Excerpts of bounding box data
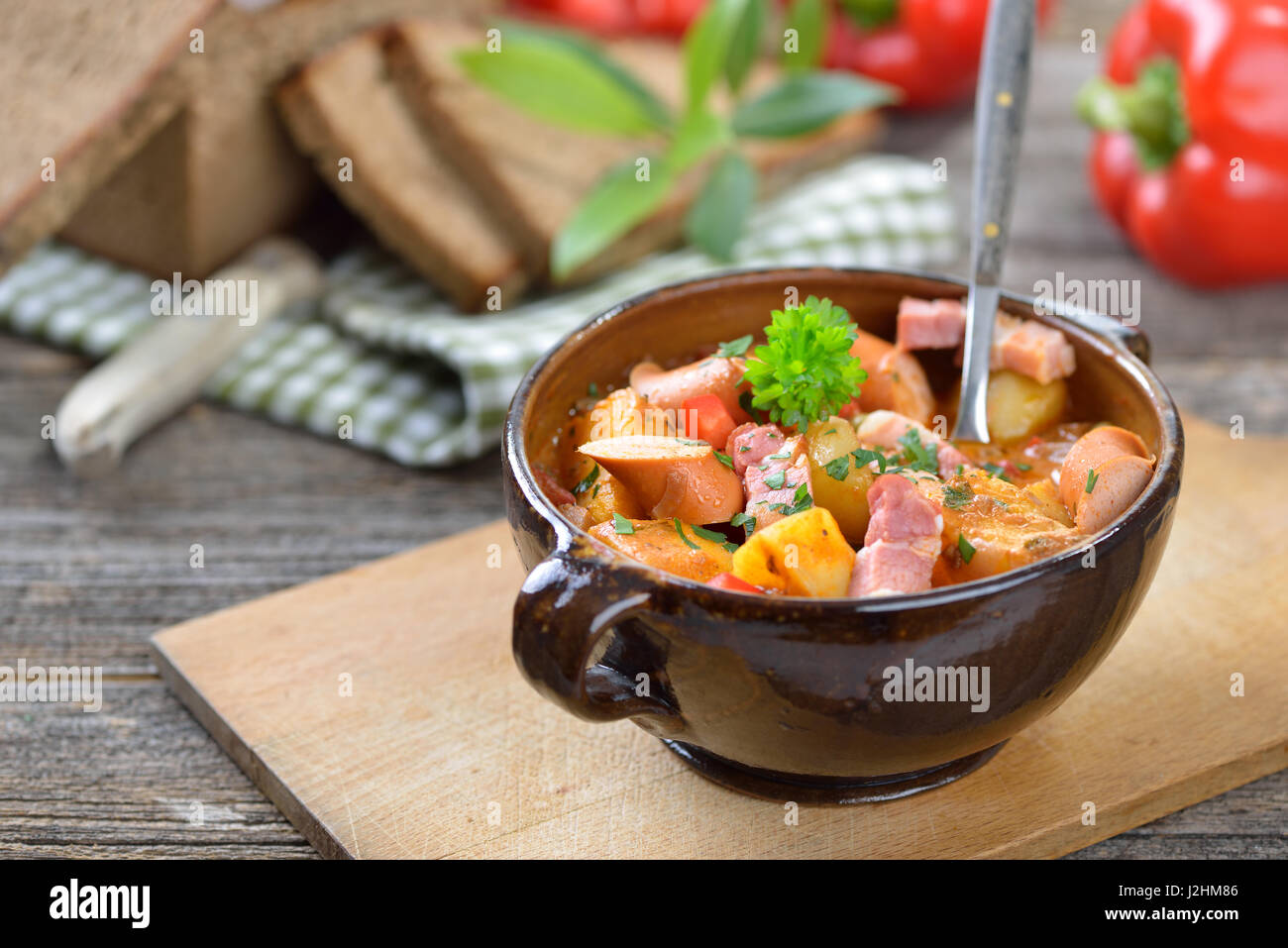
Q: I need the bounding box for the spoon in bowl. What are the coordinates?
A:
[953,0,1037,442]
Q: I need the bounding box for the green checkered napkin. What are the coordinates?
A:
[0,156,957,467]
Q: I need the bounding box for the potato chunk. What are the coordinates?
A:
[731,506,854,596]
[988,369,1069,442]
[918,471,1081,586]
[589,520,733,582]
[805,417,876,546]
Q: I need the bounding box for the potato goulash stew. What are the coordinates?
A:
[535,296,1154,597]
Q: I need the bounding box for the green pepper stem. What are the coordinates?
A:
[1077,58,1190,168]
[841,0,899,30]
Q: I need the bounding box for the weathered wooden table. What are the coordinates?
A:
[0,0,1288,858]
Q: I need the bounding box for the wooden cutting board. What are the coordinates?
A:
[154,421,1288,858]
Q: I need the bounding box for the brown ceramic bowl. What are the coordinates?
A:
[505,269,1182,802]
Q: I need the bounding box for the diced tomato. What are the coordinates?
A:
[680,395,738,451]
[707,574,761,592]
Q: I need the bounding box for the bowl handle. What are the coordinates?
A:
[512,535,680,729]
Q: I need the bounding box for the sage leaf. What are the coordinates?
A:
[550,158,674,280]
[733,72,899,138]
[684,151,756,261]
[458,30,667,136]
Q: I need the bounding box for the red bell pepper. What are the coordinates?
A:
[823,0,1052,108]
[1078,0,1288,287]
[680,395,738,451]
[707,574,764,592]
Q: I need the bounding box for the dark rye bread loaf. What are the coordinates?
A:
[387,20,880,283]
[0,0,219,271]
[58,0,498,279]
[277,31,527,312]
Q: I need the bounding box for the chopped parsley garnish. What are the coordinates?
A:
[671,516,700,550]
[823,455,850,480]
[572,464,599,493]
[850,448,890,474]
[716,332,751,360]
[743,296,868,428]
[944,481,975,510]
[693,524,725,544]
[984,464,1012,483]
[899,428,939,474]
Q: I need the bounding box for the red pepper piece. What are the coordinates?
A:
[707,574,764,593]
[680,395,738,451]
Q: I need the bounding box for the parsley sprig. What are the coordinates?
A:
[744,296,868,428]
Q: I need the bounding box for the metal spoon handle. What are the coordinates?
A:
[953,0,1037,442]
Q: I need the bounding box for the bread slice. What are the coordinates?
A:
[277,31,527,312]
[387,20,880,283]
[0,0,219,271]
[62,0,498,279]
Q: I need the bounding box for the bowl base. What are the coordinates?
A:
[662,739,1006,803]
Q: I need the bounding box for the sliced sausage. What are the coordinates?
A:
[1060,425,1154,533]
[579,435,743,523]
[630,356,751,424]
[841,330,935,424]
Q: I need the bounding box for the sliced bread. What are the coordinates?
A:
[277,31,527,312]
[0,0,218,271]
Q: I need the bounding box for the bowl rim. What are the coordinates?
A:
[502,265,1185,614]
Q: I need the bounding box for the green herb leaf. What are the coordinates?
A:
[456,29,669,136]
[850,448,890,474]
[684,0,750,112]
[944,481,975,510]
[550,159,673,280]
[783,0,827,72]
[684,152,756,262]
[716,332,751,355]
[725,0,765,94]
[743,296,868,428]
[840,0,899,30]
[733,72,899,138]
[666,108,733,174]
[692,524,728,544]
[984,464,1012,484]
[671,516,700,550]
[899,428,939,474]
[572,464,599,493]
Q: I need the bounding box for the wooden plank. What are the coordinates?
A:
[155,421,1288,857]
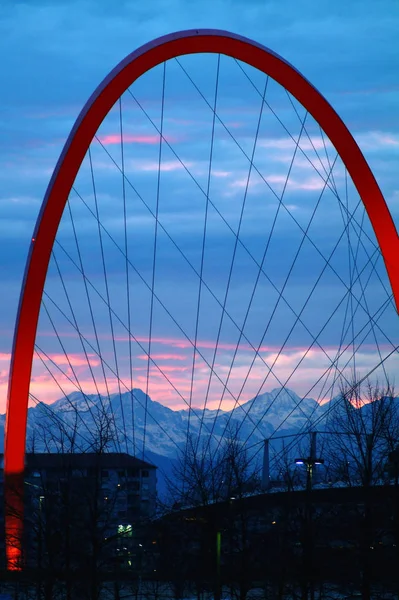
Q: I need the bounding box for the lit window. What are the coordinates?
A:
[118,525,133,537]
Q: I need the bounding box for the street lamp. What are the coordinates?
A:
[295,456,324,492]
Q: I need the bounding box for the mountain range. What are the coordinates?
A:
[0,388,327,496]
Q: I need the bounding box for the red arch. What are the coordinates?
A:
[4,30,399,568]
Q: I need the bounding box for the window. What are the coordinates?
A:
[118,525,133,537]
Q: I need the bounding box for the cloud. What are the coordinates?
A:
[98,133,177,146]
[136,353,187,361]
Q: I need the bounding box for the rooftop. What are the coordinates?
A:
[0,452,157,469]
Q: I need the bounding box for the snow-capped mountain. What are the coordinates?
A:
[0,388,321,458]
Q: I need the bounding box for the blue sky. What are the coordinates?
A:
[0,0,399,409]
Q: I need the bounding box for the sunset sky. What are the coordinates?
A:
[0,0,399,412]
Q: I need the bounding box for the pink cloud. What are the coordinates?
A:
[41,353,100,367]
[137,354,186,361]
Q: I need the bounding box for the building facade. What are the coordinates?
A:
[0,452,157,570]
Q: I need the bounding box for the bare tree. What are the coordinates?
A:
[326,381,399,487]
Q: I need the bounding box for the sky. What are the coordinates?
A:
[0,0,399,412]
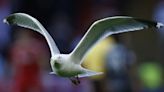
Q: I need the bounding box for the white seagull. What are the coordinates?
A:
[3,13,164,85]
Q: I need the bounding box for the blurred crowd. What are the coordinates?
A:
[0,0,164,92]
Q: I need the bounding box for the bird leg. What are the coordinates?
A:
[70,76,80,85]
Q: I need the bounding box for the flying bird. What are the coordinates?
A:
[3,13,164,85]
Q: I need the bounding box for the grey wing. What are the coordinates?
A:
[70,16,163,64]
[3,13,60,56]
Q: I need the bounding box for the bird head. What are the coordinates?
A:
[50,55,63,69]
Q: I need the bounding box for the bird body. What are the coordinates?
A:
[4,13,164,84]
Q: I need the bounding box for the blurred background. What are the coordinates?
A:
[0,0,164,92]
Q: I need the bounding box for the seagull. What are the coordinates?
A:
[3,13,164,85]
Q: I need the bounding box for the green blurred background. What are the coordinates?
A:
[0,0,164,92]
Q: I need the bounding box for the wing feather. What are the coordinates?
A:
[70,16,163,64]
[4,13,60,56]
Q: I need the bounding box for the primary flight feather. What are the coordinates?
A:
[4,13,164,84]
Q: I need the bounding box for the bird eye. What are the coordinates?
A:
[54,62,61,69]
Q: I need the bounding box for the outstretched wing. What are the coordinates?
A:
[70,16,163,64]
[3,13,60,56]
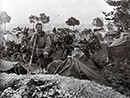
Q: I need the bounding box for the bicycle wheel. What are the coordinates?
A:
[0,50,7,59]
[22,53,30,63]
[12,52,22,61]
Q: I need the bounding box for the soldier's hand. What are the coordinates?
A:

_Task requirements:_ Extract every line of the data above word for word, omitting the pictures.

_Full output:_
Q: I need the bounding box for the spoon in bowl. What are the coordinates?
A:
[953,0,1037,442]
Q: I need the bounding box for the green checkered napkin. What are the coordinates?
A:
[0,156,957,467]
Q: I need the bounding box for the potato chunk. What are the coordinates?
A:
[731,506,854,596]
[988,369,1069,442]
[918,471,1081,586]
[589,520,733,582]
[805,417,876,546]
Q: I need the bounding box for the potato goulash stew. What are the coordinates?
A:
[535,296,1154,597]
Q: I need the bounding box for the green pepper stem. What are the coordinates?
A:
[1077,58,1190,168]
[841,0,899,30]
Q: I need the bounding box for the weathered wooden table. What are the coordinates?
A:
[0,0,1288,858]
Q: I need the bounding box for the wooden cutting board. What are the coordinates?
A:
[154,421,1288,858]
Q: I need the bounding box for the brown ceramic bowl. What are the coordinates?
A:
[505,269,1182,802]
Q: I need the bounding box for the diced tomato. What are the coordinates?
A:
[680,395,738,451]
[707,574,761,592]
Q: I need the bounding box for the bowl handle. What are the coordinates?
A:
[512,535,680,729]
Q: I need the bounding box for the sage leaf. What are the coordinates?
A:
[550,158,674,280]
[733,72,899,138]
[684,151,756,261]
[458,30,667,136]
Q: I need the bounding box for the red bell pepper. What are the coordinates?
A:
[823,0,1052,108]
[1078,0,1288,287]
[680,395,738,451]
[707,574,764,592]
Q: I need the bounding box for the dark rye bread loaf. What are the coordinates?
A:
[387,20,880,283]
[0,0,219,271]
[58,0,498,279]
[277,31,527,312]
Q: I need the bounding box for the chopped parsley garnish. What are the coordinates?
A:
[671,516,700,550]
[823,455,850,480]
[572,464,599,493]
[850,448,890,474]
[716,332,751,360]
[743,296,868,428]
[944,481,975,510]
[693,524,725,544]
[984,464,1012,483]
[899,428,939,474]
Q: I need the bounding box for the red pepper piece. What are the coordinates?
A:
[707,574,764,593]
[680,395,738,451]
Q: I need the bounding box for the parsley sprig. What are the coordinates?
A:
[744,296,868,428]
Q: I need the bounding box for the metal spoon handle. What are the coordinates?
A:
[953,0,1037,442]
Q: I need the bounding box for the bread slice. What are the coordinates?
A:
[277,31,527,312]
[387,20,880,283]
[0,0,219,271]
[62,0,498,279]
Q: I need the bounding box for the bowl base. What are the coordinates?
A:
[662,739,1006,803]
Q: I need the bounding box for the sliced sausage. What are the coordinates?
A:
[1060,425,1154,533]
[579,435,743,523]
[630,356,751,424]
[841,330,935,424]
Q: I need the bounding box for the sliced bread. What are the coordinates?
A:
[277,31,527,312]
[0,0,218,271]
Q: I need the bounding box for the bowl rim. What are the coordinates?
A:
[502,265,1185,614]
Q: I need the bounding box for the green herb leaf. What are the coordinates?
A:
[456,29,669,136]
[850,448,890,474]
[684,0,750,112]
[944,481,975,510]
[550,159,673,280]
[783,0,827,72]
[684,152,756,262]
[716,332,751,355]
[725,0,765,94]
[743,296,868,428]
[840,0,899,30]
[733,72,899,138]
[666,108,733,174]
[692,524,728,544]
[984,464,1012,484]
[671,516,700,550]
[899,428,939,474]
[572,464,599,493]
Q: I need the bounding box for the wooden plank. What are the coordinates?
A:
[155,421,1288,857]
Q: I need the bounding box for the lit window. What are the coordinates?
A:
[118,525,133,537]
Q: I need the bounding box for the street lamp. What are the coordinates?
A:
[295,456,324,492]
Q: I need the bounding box for the mountain range. What are the coordinates?
A:
[0,388,327,496]
Q: I need the bounding box for the red arch. What are the coordinates?
A:
[4,30,399,568]
Q: I need the bounding box for the window. What are the coordinates?
A:
[118,525,133,537]
Q: I need the bounding box for the cloud. What are the coordinates?
A:
[98,133,177,146]
[136,353,187,361]
Q: I need the bounding box for the rooftop. What are the coordinates?
A:
[0,452,157,469]
Q: I need the bounding box for the snow-capped mountain. What are the coordinates?
A:
[0,388,321,458]
Q: I need the bounding box for the blue sky. What are the coordinates?
A:
[0,0,399,409]
Q: I need the bounding box for the sunset sky. What are the coordinates?
A:
[0,0,399,412]
Q: I need the bounding box for the pink cloud. What are the coordinates?
A:
[41,353,100,367]
[137,354,186,361]
Q: I need the bounding box for the building facade. What are the coordinates?
A:
[0,452,157,570]
Q: I need the bounding box for the bare tree. What are the coordinates?
A:
[326,381,399,487]
Q: I need the bounding box for the sky. What are the coordinates?
A:
[0,0,399,412]
Q: I need the bounding box for the white seagull. What are the coordinates?
A:
[3,13,164,85]
Q: I need the bounding box for the blurred crowd. What are the coordinates?
A:
[0,0,164,92]
Q: I need the bounding box for the bird leg. What are the coordinates?
A:
[70,76,80,85]
Q: I need the bounding box for the flying bird. What are the coordinates?
A:
[3,13,164,85]
Q: I need the bounding box for the grey wing. What are the coordinates?
A:
[70,16,163,64]
[3,13,60,56]
Q: I need the bounding box for the bird head. What are the coordinates?
A:
[50,55,63,69]
Q: I need the bounding box for the bird body. What are the coordinates?
A:
[4,13,164,84]
Q: I need the bounding box for the blurred background. What are the coordinates?
A:
[0,0,164,92]
Q: I need the bounding box for the seagull. What are the coordinates?
A:
[3,13,164,85]
Q: I need the bounding box for the green blurred background. What are the coordinates?
A:
[0,0,164,92]
Q: I need the bounding box for the wing feather. What are the coordinates?
A:
[70,16,163,64]
[4,13,60,56]
Q: I need the bounding box for the primary flight feather. What are the coordinates?
A:
[4,13,164,84]
Q: I need the bounding box for the bird eye. What are the coordinates?
A:
[54,62,61,69]
Q: I need the bounding box for the outstretched wing. What are the coordinates?
A:
[70,16,163,64]
[3,13,60,56]
Q: I need the bounding box for the bicycle wheel. What are the coordinates?
A:
[0,50,7,59]
[22,53,30,63]
[12,52,22,61]
Q: I need the bounding box for the soldier's hand. What are the coordinates?
A:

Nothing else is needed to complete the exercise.